■ Prompt: Every entry below is to be copied exactly, with nothing omitted.

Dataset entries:

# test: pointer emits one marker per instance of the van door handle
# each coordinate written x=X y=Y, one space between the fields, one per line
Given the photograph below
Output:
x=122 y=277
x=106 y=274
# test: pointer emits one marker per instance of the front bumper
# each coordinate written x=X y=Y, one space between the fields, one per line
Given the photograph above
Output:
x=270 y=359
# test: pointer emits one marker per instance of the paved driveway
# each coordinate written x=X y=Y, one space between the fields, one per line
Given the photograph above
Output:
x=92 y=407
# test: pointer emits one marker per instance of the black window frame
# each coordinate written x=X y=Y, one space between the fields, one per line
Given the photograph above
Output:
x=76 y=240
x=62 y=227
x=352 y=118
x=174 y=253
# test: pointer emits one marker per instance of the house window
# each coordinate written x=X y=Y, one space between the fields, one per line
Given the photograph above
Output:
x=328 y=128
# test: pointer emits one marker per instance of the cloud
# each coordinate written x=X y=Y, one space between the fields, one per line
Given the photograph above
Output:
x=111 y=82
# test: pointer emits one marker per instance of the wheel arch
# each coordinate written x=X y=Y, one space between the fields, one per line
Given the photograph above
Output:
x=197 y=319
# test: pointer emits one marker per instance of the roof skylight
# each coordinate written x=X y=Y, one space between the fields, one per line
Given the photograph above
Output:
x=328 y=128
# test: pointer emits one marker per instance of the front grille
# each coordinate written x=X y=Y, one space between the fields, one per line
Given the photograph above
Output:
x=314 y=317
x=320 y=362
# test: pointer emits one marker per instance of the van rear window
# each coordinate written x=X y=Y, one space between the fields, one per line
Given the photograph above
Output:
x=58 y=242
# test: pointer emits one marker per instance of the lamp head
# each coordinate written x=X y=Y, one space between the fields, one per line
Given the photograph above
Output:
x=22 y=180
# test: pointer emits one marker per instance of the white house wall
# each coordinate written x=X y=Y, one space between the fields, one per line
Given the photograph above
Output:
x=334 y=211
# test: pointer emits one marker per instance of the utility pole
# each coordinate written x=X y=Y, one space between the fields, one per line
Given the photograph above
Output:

■ Written answer:
# test: pointer emits one marker per instance of the van door handle
# each coordinate written x=X y=Y, one space between the fields, one per line
Given the photograph below
Output:
x=122 y=277
x=106 y=274
# test: pointer emits one marker per instance of the front bumper
# each coordinate written x=X y=Y, one space between the fields, one per line
Given the photograph above
Output:
x=270 y=359
# test: pointer emits one marker per instance of the paved driveway
# each coordinate written x=X y=Y, one space between the fields, one per line
Given the photograph above
Output:
x=92 y=407
# test: pointer emits one marker per instance of the black window frame
# each coordinate written x=X y=Y, one space between the fields, one per line
Given the photograph above
Output:
x=76 y=240
x=62 y=227
x=352 y=118
x=174 y=253
# test: pointer emits one marker per instance of the house window
# each coordinate written x=X y=Y, one space between the fields, one per line
Given the photograph above
Output:
x=328 y=128
# test: pointer emits one marker per instance of the cloud
# each coordinate written x=X y=Y, one space between the fields, one per line
Given the photograph above
Output:
x=111 y=82
# test: pointer emits one marker per instance of the wheel arch
# each coordinate written x=X y=Y, one space between the fields, one per line
Given the photograph above
Output:
x=197 y=319
# test: pointer emits one marker per instance of the roof skylight
# each coordinate written x=X y=Y, one space between the fields, one per line
Given the photograph above
Output:
x=328 y=128
# test: pointer emits one marker per instance of the front grille
# each coordinate written x=X y=Y, one space between the fields, one per line
Given the photograph above
Output:
x=314 y=317
x=320 y=362
# test: pointer emits one marker per instance of the van rear window
# each coordinate written x=X y=Y, one space between the fields, one per line
Given the photograph above
Output:
x=58 y=242
# test: pointer emits one marker per instance of the lamp head
# each coordinate written x=X y=Y, one space between the fields, one per line
Given the photograph above
Output:
x=22 y=180
# test: pointer emits one marker per instance of the white house wall
# each coordinate written x=X y=Y, one space between the fields, one per line
Given the photograph above
Output:
x=334 y=211
# test: pointer emits one marker per instance of the utility pole
# each coordinate written x=X y=Y, one space between the fields, one per line
Given the photograph above
Output:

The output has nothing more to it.